**EXERCISE DETAILS**
Please turn the stretch of the records from the start through the line containing "pixel 273 276" into a Markdown table with the columns Row and Content, one row per line with its number, skipping blank lines.

**DATA EXCERPTS**
<<<<

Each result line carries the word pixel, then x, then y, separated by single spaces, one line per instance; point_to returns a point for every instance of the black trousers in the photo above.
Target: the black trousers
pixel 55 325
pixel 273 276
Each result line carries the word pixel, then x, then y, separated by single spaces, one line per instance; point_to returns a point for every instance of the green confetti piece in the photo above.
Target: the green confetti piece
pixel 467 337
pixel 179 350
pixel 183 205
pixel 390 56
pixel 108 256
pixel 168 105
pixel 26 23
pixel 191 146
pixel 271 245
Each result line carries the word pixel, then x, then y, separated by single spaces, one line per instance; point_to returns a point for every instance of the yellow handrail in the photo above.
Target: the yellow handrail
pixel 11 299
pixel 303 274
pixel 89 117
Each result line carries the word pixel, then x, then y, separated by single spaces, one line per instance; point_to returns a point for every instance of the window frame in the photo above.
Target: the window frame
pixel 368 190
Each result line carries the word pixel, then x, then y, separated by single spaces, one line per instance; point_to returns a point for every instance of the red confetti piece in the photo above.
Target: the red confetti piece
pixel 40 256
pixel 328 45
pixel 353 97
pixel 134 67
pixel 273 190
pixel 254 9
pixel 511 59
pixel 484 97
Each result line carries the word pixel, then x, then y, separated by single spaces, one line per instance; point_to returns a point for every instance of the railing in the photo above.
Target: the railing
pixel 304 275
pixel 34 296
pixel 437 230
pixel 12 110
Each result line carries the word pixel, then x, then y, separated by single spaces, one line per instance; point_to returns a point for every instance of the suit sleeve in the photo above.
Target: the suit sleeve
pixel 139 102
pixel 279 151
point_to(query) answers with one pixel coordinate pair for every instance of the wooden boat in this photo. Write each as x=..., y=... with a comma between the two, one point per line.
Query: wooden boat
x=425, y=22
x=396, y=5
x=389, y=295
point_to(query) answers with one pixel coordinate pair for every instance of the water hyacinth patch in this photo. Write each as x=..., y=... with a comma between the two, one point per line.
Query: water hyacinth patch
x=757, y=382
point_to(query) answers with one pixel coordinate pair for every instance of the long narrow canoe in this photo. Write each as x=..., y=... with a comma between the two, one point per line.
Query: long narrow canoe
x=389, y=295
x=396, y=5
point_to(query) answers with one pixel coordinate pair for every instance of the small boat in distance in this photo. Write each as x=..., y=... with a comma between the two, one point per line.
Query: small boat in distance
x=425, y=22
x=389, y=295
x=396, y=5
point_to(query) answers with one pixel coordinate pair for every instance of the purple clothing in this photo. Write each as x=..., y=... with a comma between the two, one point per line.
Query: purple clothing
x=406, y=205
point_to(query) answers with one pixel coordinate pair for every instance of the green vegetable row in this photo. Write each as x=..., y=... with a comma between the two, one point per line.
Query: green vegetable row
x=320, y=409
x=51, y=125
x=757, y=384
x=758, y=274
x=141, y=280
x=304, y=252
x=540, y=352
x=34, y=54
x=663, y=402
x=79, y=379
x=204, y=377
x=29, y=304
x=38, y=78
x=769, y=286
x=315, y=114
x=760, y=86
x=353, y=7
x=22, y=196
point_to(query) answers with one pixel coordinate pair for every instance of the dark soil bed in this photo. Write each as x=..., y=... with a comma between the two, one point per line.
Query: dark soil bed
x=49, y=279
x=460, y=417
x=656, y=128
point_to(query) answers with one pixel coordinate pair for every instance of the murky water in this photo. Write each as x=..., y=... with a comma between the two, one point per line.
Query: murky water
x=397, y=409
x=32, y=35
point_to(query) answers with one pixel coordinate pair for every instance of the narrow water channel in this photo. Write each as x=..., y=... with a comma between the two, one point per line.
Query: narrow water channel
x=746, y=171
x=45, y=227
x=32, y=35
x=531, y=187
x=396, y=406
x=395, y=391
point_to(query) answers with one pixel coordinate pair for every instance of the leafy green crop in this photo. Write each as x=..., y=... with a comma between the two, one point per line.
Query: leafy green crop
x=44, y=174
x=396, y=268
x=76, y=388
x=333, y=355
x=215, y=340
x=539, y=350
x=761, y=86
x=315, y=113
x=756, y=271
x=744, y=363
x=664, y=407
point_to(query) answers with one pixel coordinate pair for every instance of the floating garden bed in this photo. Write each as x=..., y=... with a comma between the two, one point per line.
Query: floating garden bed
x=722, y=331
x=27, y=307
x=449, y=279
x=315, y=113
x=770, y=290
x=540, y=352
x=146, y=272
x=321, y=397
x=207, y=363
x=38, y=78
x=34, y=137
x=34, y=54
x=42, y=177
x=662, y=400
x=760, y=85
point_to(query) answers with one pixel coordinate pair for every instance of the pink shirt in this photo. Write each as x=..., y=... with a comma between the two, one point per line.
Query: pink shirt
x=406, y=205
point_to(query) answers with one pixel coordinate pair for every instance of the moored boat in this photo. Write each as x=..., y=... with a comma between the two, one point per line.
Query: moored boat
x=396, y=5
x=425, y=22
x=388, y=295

>>>>

**EXERCISE OUTPUT**
| Row | Content |
|---|---|
| 1 | Each result line carries the word pixel, then x, then y, separated by single spaces, one line per instance; point_to returns a point for every instance of the black trousers in the photo above. |
| 2 | Target: the black trousers |
| 3 | pixel 55 325 |
| 4 | pixel 273 276 |